+++ RECORDS PROVIDED +++
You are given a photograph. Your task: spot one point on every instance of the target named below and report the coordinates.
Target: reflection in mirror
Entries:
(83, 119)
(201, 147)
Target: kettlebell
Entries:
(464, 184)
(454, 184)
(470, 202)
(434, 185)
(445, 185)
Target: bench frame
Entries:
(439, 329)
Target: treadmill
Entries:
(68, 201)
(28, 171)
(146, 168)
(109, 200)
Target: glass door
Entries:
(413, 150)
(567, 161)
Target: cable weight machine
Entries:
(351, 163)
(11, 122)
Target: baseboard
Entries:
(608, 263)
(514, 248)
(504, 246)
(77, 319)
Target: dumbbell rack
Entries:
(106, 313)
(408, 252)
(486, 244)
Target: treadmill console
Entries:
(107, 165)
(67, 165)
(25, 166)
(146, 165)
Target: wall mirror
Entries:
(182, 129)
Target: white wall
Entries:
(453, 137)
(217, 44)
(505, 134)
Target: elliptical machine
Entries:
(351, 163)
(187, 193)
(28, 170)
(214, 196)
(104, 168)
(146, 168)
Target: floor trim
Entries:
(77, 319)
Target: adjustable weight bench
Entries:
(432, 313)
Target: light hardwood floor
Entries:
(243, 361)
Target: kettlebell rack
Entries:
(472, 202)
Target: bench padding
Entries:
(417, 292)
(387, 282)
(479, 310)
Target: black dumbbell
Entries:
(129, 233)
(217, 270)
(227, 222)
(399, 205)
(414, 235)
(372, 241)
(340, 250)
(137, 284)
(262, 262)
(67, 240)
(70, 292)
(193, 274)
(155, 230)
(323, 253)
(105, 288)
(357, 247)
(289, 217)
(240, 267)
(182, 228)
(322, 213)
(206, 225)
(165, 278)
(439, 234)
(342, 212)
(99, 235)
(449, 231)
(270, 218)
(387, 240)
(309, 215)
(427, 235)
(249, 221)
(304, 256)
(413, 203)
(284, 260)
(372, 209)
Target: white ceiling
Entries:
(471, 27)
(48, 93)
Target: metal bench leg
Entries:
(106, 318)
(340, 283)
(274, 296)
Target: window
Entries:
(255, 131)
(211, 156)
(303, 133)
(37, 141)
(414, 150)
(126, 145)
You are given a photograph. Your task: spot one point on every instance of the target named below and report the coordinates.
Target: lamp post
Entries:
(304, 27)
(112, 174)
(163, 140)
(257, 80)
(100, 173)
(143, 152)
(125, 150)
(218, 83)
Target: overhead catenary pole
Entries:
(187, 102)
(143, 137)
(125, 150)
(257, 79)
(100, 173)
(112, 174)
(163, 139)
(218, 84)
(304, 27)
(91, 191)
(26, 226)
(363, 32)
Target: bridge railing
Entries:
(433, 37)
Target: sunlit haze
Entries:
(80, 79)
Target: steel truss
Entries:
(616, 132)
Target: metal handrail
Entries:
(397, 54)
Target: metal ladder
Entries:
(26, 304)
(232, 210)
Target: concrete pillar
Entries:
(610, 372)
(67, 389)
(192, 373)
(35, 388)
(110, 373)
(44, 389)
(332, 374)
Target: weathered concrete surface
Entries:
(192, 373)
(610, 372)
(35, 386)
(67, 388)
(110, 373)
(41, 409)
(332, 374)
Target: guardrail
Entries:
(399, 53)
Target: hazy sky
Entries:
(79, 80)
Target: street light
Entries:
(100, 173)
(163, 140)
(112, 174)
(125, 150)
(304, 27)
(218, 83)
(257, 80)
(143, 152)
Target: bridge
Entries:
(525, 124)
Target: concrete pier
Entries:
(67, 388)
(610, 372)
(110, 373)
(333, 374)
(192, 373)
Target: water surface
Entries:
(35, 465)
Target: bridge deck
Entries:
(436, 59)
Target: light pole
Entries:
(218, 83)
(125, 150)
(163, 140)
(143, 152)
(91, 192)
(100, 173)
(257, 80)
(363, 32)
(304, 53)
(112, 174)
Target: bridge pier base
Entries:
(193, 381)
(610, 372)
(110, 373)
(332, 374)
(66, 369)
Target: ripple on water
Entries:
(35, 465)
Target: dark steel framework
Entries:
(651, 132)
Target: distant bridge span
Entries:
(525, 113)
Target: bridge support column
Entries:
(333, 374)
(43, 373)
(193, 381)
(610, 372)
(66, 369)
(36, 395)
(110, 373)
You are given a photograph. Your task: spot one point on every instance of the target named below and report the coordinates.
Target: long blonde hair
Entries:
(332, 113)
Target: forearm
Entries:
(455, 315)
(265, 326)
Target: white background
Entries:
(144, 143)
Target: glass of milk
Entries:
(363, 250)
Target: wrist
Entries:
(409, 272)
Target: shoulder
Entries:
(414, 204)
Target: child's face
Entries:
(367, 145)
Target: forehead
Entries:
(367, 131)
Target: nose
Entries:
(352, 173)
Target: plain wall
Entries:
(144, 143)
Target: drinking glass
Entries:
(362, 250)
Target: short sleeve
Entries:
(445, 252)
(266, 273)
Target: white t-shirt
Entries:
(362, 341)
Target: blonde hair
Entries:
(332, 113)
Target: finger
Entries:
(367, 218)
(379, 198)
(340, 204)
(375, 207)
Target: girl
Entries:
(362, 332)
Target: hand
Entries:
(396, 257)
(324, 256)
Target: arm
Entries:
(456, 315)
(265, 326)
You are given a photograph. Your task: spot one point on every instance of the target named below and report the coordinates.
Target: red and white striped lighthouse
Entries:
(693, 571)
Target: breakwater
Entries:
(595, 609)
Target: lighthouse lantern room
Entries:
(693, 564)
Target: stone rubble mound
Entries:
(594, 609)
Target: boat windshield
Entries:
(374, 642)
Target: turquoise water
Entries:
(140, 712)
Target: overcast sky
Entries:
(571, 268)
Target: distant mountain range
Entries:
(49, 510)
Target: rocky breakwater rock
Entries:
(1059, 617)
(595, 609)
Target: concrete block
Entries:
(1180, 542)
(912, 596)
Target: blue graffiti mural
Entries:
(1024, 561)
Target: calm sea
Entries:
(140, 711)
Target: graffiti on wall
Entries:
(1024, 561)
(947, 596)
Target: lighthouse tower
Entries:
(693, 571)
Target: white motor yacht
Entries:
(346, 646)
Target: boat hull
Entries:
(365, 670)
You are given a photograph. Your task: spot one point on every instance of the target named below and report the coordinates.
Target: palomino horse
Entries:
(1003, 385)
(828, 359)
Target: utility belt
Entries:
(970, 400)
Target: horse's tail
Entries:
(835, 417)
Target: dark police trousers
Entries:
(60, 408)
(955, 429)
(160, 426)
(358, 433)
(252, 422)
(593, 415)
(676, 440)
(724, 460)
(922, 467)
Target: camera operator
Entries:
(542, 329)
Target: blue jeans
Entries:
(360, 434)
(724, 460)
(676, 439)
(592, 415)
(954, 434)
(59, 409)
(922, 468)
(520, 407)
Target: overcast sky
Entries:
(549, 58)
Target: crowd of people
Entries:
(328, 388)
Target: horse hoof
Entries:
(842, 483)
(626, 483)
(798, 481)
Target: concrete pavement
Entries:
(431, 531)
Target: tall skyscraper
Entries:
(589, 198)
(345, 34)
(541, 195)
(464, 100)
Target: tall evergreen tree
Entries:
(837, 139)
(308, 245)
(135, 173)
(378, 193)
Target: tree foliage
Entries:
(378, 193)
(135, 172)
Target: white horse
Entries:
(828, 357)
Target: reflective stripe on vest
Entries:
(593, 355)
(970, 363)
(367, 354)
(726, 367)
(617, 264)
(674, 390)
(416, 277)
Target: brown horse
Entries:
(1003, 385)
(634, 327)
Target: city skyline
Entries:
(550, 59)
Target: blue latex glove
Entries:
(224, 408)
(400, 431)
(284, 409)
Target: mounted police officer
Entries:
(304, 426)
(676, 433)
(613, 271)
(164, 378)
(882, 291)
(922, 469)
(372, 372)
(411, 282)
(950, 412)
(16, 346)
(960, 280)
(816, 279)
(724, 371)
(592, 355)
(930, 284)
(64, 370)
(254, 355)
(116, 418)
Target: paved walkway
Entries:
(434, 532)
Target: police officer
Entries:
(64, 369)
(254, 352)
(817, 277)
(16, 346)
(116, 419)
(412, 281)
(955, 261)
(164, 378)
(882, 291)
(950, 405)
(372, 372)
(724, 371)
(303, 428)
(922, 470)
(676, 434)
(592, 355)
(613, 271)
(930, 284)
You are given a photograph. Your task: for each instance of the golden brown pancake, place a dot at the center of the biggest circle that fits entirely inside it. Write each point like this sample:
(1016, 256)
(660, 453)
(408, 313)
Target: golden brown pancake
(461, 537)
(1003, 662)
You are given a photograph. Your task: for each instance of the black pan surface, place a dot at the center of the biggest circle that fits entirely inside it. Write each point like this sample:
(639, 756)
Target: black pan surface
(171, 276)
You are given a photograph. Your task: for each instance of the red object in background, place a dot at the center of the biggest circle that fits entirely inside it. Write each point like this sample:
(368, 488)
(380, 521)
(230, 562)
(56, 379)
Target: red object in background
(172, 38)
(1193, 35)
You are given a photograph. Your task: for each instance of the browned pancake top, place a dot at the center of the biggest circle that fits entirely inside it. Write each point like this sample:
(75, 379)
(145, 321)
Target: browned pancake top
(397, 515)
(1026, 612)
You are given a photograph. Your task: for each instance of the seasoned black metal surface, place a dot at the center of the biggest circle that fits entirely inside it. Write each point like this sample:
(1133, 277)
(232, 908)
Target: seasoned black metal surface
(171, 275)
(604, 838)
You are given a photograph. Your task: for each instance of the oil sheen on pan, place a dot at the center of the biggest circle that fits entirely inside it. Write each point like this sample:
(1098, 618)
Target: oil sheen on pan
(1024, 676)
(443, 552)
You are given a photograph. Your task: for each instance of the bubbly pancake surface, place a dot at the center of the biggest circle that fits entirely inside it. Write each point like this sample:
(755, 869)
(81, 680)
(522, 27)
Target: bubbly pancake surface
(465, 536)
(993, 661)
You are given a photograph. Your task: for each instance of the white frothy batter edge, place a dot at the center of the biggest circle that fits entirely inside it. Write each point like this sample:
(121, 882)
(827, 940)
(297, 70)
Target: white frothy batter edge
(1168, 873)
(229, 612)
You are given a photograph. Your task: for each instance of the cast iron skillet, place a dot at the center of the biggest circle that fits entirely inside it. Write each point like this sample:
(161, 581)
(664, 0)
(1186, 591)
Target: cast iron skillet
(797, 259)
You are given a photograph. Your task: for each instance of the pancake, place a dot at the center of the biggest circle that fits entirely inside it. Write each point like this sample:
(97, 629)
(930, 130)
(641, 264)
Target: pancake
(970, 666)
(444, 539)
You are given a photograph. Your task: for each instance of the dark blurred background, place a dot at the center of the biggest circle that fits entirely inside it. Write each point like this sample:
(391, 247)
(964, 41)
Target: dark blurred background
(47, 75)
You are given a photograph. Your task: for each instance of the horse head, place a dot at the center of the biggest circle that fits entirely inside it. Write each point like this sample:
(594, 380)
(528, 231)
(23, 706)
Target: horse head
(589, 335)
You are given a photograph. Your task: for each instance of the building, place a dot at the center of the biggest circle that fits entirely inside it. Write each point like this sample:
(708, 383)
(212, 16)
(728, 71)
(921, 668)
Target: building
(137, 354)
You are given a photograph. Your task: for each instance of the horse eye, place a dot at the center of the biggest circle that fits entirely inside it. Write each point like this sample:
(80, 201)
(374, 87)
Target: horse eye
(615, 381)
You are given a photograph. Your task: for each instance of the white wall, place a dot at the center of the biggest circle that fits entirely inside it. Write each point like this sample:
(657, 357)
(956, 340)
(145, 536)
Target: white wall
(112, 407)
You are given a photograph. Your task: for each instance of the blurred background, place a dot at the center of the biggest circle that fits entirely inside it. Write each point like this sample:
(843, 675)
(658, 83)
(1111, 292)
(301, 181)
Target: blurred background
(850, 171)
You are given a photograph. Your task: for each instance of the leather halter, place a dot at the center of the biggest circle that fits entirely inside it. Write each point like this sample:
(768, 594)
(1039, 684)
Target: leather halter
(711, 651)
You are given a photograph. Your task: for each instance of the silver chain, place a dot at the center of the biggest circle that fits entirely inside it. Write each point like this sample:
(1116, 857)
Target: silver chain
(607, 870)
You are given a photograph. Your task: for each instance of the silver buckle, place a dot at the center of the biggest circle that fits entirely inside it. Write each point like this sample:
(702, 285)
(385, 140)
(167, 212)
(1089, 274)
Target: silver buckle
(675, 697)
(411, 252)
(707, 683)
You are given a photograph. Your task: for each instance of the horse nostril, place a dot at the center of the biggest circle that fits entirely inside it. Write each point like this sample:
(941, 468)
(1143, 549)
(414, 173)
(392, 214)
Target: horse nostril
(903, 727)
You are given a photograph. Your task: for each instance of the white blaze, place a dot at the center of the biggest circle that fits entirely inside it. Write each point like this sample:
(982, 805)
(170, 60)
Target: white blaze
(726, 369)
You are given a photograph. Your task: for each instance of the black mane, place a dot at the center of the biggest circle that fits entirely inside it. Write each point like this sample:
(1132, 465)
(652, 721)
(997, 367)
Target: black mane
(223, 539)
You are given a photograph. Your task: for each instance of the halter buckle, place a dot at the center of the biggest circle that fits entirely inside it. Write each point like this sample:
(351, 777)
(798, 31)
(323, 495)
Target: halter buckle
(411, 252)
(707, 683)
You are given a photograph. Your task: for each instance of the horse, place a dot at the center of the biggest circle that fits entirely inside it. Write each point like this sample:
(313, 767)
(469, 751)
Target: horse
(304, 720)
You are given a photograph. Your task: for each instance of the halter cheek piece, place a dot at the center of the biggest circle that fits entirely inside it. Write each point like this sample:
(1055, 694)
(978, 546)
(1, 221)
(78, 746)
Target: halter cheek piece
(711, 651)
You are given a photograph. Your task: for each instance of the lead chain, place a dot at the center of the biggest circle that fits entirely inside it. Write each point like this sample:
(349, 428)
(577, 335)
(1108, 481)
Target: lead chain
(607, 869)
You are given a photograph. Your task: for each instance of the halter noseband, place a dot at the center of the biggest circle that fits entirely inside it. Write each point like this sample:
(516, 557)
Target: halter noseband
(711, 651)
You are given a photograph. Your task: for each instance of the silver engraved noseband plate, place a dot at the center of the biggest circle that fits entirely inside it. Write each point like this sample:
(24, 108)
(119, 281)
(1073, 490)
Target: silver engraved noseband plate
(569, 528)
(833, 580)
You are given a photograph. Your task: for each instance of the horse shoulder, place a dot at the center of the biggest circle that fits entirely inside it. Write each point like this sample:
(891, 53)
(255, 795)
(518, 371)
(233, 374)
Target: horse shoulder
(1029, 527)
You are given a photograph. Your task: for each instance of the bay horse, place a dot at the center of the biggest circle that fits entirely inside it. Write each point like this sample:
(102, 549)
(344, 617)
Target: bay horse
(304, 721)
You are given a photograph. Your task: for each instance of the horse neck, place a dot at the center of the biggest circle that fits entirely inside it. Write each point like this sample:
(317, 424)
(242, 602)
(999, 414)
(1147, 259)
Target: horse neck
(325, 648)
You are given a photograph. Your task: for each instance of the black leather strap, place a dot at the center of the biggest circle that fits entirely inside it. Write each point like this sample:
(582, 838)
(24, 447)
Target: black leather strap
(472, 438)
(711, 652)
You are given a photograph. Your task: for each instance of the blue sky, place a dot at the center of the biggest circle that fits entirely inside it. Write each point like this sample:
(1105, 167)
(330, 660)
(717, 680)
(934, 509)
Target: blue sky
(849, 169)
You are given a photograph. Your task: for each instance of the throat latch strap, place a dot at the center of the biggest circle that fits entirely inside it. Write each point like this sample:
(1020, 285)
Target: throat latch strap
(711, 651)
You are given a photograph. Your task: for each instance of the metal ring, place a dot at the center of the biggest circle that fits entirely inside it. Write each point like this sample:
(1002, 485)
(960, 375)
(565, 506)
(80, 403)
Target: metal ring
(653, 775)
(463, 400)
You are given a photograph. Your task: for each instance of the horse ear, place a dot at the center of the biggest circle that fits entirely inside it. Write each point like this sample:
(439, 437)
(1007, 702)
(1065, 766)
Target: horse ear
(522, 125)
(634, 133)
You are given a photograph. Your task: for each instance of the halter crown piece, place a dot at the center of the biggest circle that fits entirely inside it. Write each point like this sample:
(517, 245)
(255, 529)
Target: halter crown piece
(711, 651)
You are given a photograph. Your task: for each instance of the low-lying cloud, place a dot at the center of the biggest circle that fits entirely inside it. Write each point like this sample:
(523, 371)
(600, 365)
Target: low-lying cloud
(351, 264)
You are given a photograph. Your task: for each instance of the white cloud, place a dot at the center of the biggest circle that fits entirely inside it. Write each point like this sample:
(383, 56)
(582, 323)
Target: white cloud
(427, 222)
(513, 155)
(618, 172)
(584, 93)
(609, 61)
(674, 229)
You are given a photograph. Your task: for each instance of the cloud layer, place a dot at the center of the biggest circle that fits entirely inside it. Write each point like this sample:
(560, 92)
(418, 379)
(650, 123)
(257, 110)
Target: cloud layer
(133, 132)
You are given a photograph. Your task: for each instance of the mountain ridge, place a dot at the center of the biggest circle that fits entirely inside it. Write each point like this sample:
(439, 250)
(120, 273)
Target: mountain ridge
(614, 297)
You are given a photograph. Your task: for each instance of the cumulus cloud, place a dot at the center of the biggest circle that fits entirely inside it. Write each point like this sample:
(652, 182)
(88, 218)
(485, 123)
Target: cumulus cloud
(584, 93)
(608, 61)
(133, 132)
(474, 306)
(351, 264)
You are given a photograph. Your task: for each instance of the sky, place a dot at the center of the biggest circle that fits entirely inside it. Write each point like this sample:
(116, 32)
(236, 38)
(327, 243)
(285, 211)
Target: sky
+++
Starting at the line that contains "of the cloud", print every line through the end of the listing, word for word. Leave out all the rest.

You are given a photograph. Your task: for each instance of the cloud layer, place a dot at the center of the biggest circle that fits entirely inside it. Write each point like this sample:
(560, 92)
(418, 379)
(650, 123)
(257, 110)
Target: cloud layer
(133, 132)
You are given a photograph. Your task: for each instance of the mountain ridge, place a dot at the center of the biggest circle that fits entirely inside it. Write each point like this sample:
(439, 250)
(120, 273)
Target: mountain ridge
(614, 297)
You are given a photograph. Your task: for each instance of the cumulus cloud, place a dot at the center of the biggest circle that fits entirely inside it. Write each point like this sample:
(652, 182)
(88, 218)
(485, 123)
Target: cumulus cloud
(584, 93)
(608, 61)
(133, 132)
(474, 306)
(351, 264)
You are given a photograph. Your task: for each instance of the sky, place a dot at the center of the biggest circle that fits entirely inside it. Write each point like this sample:
(116, 32)
(236, 38)
(327, 243)
(285, 211)
Target: sky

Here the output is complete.